▶ [Stated goal A]: Which advantages of RoPE does the page on Rotary Positional Embeddings list?
▶ [Stated goal B]: Resume the page on Rotary Positional Embeddings from its last sentence.

▶ [Text passage]:

⟨

RoPE: Rotary Positional Embeddings

A clean, efficient implementation of Rotary Positional Embeddings (RoPE) for transformers, with support for advanced variants like YARN scaling.

What is RoPE?

Rotary Positional Embedding (RoPE) is a modern technique for injecting positional information into transformer models. Unlike traditional absolute or relative positional embeddings, RoPE encodes position using rotations in a complex plane, providing several key advantages:

Extrapolation: Works well beyond training sequence lengths
Efficiency: No additional parameters to learn
Long-range modeling: Better at capturing long-distance dependencies
Multi-head compatibility: Naturally supports different attention patterns per head

How RoPE Works

The Core Idea

RoPE treats each attention head's embedding dimension as a complex vector in 2D space. Position information is encoded by rotating these vectors by an angle proportional to their position.

For a query/key vector pair at positions m and n, RoPE applies a rotation by angles θᵢ = m * ωᵢ and θᵢ = n * ωᵢ respectively, where ωᵢ are learned frequencies.

⟩

▶ [Information supplied]:

⟨

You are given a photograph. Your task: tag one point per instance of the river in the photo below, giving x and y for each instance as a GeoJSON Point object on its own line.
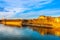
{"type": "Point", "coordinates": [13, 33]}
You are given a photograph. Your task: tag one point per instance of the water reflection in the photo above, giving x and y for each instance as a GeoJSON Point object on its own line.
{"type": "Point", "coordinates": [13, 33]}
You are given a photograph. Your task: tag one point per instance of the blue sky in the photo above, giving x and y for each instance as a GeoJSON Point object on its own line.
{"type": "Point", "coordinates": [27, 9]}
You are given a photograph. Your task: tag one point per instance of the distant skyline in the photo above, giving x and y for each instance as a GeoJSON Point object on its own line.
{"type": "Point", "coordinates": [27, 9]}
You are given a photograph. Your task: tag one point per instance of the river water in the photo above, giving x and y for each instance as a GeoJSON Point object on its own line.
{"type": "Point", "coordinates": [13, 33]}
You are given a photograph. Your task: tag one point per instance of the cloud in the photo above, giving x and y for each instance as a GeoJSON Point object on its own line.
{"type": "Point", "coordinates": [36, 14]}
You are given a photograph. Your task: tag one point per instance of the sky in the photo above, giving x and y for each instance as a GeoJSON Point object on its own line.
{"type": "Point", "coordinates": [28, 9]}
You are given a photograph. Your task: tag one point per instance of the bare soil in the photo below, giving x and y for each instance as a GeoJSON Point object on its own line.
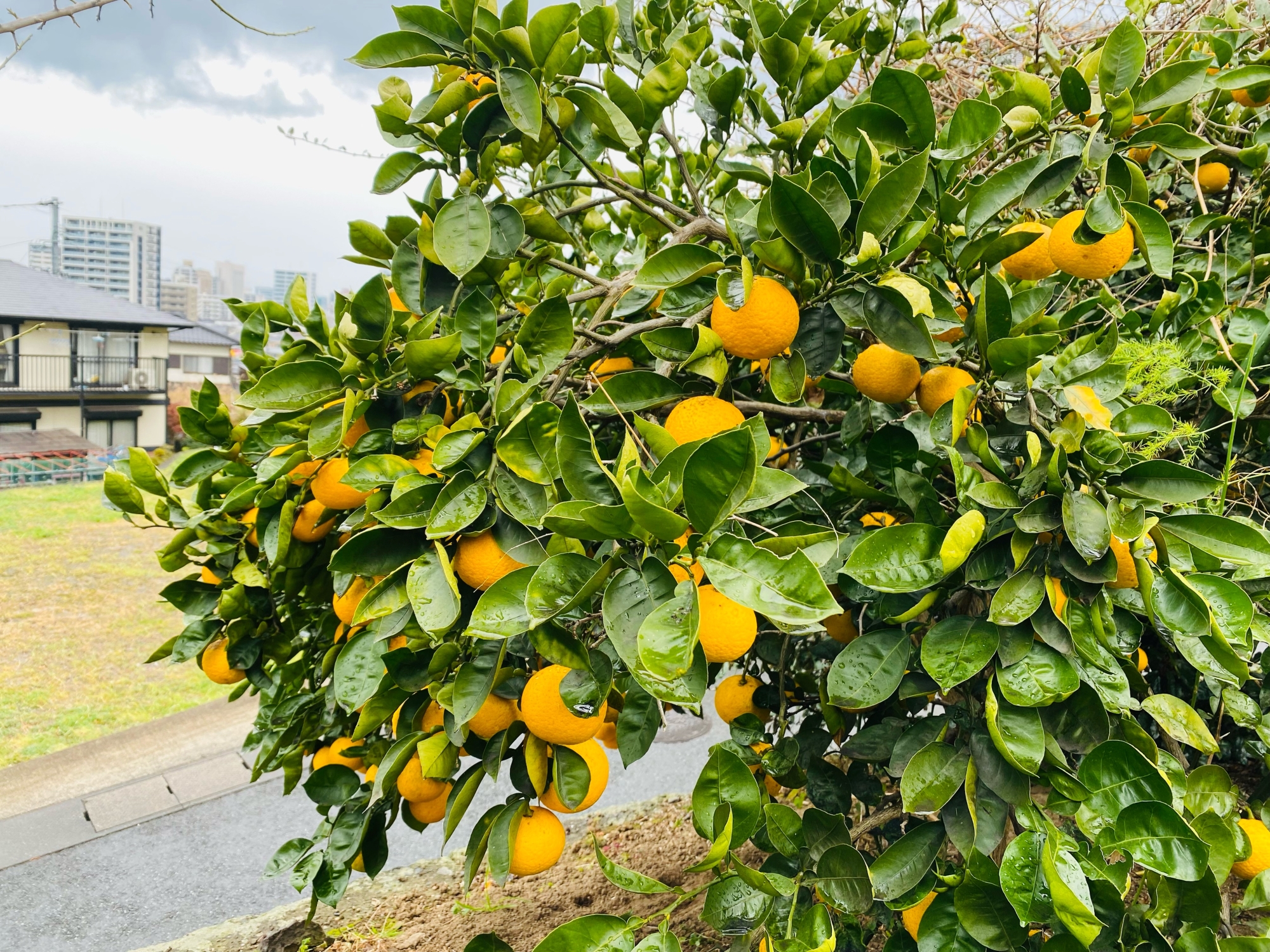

⟩

▶ [Task output A]: Extrapolation, Efficiency, Long-range modeling, Multi-head compatibility

▶ [Task output B]:
Mathematical Foundation

Consider a 2D vector [x₁, x₂] representing real and imaginary parts of a complex number x₁ + i x₂.

Rotation by angle θ:

[x₁', x₂'] = [x₁ cosθ - x₂ sinθ, x₁ sinθ + x₂ cosθ]

In complex notation:

(x₁ + i x₂) * e^(iθ) = (x₁ cosθ - x₂ sinθ) + i (x₁ sinθ + x₂ cosθ)

RoPE applies this to attention:

Query at position m: qᵢ ↗ e^(i m ωᵢ)
Key at position n: kᵢ ↗ e^(i n ωᵢ)
Attention becomes: ⟨q, k⟩ = Σᵢ (qᵢ kᵢ*) e^(i(m-n)ωᵢ)

The key insight: relative position encoding emerges naturally from the complex exponential!

Frequency Design

RoPE uses log-spaced frequencies to capture different granularity levels:

# Base frequencies (θ_base = 10000 is common)
ωᵢ = θ_base^(-2i/d) for i in 0, 1, ..., d/2-1

Where d is the head dimension. This creates a geometric progression of frequencies, allowing the model to attend to both fine-grained local patterns and coarse-grained global structure.

Variants

Default RoPE

Standard implementation as described in the original paper. Frequencies are fixed and work well for sequences up to ~2x training length.

YARN (YAml-based Rotary scaling)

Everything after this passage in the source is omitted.